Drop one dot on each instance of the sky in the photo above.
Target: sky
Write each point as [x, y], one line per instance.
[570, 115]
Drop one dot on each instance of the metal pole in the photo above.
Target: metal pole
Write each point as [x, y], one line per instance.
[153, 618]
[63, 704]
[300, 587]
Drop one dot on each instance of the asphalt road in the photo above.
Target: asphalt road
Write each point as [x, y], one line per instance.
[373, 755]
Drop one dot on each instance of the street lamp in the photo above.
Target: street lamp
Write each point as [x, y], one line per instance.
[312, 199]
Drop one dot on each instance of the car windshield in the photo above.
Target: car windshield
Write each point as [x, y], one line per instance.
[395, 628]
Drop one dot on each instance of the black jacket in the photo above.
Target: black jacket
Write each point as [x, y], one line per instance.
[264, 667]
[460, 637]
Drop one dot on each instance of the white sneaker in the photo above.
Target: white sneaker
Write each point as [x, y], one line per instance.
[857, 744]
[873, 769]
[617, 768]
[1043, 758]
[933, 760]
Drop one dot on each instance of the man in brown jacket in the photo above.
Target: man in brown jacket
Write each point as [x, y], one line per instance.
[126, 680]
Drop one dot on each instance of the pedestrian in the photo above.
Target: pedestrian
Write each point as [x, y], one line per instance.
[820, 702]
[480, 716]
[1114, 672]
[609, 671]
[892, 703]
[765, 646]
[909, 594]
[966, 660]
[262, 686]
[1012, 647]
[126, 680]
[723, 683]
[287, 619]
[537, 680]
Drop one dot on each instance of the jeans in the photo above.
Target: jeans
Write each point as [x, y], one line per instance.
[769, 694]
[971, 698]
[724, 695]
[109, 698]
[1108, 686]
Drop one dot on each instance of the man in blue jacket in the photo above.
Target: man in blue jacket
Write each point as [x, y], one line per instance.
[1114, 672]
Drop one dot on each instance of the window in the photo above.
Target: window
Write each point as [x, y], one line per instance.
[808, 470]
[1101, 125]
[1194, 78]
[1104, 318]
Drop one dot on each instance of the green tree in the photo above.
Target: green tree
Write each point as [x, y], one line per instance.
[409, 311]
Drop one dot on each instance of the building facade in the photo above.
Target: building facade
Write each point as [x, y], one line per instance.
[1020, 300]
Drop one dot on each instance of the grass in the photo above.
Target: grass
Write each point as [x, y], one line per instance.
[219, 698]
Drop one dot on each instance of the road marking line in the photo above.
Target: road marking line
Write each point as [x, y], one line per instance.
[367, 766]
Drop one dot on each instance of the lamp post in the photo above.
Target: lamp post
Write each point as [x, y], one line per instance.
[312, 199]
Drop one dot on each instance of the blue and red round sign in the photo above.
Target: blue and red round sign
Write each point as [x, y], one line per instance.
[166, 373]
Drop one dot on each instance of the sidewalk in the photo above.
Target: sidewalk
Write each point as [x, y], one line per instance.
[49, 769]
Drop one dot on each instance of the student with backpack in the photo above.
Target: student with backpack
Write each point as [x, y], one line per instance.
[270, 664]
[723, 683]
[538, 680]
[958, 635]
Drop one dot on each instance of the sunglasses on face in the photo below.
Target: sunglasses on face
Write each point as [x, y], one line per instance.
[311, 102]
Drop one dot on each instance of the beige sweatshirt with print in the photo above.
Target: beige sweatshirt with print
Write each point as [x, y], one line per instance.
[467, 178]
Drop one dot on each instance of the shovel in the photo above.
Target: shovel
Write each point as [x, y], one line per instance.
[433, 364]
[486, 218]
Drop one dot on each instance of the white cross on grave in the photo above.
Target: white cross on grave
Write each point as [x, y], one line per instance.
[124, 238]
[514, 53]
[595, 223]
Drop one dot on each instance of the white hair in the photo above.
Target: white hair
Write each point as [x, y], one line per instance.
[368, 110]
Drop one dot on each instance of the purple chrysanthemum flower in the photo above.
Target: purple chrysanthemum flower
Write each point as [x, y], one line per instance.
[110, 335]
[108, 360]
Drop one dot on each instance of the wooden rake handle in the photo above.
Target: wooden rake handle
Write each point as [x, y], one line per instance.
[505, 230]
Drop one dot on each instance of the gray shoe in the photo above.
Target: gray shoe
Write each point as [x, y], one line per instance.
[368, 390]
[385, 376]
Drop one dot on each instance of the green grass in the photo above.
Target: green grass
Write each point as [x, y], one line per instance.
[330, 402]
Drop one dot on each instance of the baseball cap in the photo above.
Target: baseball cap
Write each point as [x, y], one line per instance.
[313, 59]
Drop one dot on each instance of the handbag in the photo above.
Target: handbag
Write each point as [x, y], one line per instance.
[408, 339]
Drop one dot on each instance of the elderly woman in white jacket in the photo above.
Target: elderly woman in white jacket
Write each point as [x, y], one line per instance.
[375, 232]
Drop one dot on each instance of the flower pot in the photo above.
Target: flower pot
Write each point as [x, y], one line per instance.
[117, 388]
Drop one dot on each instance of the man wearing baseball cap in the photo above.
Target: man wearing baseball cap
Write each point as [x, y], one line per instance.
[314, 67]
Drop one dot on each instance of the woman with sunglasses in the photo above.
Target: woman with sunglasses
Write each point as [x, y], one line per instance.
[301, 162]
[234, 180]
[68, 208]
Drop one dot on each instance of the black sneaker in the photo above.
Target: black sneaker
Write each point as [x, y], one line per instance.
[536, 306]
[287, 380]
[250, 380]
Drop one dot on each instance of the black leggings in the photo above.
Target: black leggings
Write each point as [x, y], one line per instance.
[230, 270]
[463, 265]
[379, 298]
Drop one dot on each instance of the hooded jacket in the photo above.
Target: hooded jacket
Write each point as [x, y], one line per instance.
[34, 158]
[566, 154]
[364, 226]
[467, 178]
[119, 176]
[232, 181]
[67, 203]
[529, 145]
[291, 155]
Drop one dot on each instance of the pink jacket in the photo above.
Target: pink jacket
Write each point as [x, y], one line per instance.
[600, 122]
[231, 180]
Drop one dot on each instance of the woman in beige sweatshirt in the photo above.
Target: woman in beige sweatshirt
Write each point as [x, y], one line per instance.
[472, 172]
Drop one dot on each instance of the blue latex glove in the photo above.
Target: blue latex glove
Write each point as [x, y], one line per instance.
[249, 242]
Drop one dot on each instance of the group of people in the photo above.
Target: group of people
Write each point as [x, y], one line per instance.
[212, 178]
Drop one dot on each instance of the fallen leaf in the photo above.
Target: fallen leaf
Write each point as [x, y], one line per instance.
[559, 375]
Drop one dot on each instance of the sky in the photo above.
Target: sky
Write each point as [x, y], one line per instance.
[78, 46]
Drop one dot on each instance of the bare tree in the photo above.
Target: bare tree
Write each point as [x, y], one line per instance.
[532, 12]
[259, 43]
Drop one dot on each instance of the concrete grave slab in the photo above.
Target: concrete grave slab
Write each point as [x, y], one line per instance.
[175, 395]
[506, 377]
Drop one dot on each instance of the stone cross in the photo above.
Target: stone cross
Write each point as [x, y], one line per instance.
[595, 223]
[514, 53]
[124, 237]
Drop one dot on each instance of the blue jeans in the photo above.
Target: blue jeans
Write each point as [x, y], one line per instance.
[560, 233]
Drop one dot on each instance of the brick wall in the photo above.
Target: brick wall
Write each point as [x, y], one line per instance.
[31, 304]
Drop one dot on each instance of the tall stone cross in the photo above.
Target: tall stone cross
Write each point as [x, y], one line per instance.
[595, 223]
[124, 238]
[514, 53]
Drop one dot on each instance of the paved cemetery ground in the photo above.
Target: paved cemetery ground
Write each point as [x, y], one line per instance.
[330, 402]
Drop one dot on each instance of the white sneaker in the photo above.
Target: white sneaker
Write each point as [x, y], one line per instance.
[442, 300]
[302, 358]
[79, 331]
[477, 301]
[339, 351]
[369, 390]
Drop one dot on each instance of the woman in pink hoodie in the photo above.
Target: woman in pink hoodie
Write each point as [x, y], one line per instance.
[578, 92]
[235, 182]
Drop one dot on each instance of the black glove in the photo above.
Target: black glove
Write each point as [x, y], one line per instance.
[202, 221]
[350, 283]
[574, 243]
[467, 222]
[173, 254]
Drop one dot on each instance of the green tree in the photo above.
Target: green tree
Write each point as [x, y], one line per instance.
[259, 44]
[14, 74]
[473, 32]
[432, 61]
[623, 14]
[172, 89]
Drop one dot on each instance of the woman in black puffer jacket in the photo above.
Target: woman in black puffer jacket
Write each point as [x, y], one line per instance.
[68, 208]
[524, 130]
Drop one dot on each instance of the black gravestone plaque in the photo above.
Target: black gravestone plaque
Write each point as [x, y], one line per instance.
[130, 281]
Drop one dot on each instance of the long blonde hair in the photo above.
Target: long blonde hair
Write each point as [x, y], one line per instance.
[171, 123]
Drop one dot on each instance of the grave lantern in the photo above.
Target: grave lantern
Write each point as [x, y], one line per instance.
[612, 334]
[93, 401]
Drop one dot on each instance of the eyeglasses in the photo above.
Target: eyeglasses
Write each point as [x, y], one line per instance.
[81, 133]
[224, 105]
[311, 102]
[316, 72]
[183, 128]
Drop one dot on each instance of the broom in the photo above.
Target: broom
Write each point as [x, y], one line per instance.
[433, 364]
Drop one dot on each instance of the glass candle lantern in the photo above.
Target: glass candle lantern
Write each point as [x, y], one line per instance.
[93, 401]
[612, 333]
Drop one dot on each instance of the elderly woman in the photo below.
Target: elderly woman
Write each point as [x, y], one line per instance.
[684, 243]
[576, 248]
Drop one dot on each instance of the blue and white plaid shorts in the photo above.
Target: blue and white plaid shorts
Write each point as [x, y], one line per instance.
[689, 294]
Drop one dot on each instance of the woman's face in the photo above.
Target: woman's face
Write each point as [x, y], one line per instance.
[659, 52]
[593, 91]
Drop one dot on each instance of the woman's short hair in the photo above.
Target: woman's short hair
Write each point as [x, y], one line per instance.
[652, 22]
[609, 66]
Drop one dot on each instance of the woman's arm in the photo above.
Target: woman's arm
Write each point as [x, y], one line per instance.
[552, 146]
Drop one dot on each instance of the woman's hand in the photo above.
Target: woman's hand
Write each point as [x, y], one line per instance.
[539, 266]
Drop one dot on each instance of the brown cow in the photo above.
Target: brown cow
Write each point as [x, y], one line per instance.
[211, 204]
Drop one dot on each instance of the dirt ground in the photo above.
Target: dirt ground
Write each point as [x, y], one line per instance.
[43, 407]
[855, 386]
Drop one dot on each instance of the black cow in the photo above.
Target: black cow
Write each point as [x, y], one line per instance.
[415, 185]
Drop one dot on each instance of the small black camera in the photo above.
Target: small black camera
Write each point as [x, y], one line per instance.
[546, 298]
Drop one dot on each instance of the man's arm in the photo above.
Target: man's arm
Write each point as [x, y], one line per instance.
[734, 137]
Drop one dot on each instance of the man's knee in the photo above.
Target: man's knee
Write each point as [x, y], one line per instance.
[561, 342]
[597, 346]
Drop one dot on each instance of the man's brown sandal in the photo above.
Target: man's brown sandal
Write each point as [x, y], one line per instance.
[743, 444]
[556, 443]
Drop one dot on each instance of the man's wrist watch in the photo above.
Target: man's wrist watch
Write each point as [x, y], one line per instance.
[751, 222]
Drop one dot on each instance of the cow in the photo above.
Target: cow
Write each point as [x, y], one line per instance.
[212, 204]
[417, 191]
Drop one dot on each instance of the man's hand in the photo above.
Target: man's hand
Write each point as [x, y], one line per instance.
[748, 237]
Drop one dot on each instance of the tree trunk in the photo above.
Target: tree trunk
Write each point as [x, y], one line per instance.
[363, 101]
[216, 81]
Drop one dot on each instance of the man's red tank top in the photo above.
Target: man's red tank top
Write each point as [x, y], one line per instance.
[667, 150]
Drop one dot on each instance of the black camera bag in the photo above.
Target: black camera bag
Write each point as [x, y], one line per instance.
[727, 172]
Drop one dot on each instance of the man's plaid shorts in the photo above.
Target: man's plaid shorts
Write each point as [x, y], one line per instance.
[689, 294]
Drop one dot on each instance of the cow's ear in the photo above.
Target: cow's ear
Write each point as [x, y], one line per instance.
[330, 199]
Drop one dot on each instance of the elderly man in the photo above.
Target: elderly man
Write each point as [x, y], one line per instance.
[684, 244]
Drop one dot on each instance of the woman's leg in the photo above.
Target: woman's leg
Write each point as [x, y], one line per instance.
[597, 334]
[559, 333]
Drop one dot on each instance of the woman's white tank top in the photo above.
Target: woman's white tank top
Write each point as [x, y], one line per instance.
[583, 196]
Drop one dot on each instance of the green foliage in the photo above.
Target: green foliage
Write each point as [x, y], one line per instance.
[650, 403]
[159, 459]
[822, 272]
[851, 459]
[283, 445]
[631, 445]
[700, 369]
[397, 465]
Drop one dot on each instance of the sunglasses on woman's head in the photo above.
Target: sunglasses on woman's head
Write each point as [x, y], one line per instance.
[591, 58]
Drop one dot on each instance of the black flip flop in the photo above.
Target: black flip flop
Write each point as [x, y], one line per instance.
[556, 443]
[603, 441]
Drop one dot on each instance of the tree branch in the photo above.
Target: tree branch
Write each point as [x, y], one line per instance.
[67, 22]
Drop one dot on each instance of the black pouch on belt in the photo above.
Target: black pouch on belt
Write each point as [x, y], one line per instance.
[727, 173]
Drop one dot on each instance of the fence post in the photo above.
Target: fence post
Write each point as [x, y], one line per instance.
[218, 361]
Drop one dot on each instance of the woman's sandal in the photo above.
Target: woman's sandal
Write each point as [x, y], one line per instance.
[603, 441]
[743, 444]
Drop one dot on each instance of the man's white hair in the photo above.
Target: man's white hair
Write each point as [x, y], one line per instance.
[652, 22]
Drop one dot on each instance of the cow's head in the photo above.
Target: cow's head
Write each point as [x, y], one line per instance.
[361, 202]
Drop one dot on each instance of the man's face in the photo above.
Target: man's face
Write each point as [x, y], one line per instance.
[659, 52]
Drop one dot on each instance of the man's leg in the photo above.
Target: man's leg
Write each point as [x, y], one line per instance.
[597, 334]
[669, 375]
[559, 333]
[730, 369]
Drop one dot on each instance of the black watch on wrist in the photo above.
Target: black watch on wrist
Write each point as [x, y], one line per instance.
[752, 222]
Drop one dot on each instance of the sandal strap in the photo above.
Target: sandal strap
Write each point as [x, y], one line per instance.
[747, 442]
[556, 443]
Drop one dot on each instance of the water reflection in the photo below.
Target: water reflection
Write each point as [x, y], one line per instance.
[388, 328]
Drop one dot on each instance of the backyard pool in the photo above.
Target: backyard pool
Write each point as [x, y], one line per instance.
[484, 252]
------------
*Set problem*
Rescale the entries from the very first line through the line containing "[1108, 686]", and give only those lines, requests included. Multiply each x and y coordinate in the answer points by 0.2 and round to whole numbers, with halves going up.

*The response*
Drop one dot on each instance of the sky in the photo above.
Target: sky
Write each point as [x, y], one line per instance.
[114, 23]
Drop one dot on each instance of the metal pole in the photo above.
Target: metal pole
Write each point as [x, y], one line per instance.
[31, 124]
[13, 141]
[60, 117]
Drop one dot on each instance of the asphalt road in the photo above.
Target: asphalt road
Write each point as [x, y], one line per instance.
[75, 151]
Drop one dot on each instance of the street lamp in the photo above.
Target: street lamp
Write each point as [x, y], one line per instance.
[62, 40]
Drop one dot on each instance of the car windshield in the photo above.
Target: car windshield
Write each point as [x, y], one line per instance.
[79, 126]
Drop one dot on each instance of the black jacket in the photo above.
Target: black jacket
Write each point as [x, y], one line per instance.
[53, 133]
[92, 127]
Drop one dot on each instance of the white sneaker in the photo above.
Target: white sneaker
Write each point as [x, y], one line per instance.
[171, 149]
[175, 154]
[123, 154]
[209, 152]
[187, 152]
Drop one dot on each instance of the man in brown jacket in the photo above.
Target: man in brown jacket
Write each point as [x, y], one line per instance.
[25, 136]
Drop one dot on each instance of the pedestrian in the photo above.
Target: pedestrian
Write each point as [x, y], one line per instance.
[164, 140]
[96, 143]
[223, 134]
[122, 134]
[178, 141]
[153, 129]
[182, 119]
[193, 132]
[52, 137]
[202, 129]
[25, 136]
[145, 137]
[57, 124]
[107, 136]
Drop one dot on each instance of the jeans in the photo above.
Target: jeans
Write each point as [x, y], one line per instance.
[154, 139]
[194, 140]
[145, 139]
[22, 140]
[222, 137]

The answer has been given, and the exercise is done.